▸ Given records
··········

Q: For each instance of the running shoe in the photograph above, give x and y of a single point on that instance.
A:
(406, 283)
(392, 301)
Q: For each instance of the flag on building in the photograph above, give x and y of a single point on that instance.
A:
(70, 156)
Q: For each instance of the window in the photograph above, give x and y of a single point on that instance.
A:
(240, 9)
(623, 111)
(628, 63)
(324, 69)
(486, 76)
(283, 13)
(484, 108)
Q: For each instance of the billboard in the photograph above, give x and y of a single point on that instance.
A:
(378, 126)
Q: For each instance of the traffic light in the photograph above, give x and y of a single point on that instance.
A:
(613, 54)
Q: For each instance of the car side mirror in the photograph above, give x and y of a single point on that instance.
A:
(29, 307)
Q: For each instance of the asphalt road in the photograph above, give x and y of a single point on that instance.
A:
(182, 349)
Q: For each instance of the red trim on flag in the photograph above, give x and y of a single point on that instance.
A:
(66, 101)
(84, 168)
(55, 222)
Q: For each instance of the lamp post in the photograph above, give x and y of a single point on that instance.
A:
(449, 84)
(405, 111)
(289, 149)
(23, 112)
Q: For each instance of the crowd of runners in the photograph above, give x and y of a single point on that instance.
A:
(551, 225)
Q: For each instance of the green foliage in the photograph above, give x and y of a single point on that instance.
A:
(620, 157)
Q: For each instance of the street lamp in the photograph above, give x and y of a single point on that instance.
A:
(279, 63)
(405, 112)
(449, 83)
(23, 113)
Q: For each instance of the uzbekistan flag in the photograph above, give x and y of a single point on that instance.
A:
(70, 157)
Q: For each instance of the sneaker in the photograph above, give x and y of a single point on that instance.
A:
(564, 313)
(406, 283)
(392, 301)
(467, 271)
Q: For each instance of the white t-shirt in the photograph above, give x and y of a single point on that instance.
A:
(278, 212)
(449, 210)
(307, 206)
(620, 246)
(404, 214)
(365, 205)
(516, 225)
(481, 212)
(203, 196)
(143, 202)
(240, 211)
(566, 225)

··········

▸ Aim of the task
Would you copy out every line in the records that includes the string "lamp"?

▸ Finished task
Q: For each instance of the lamp post in the photograph above, give x and y of a single point on that instance.
Q: For each instance of the street lamp in the photograph above, give x and y of a single point on that instance.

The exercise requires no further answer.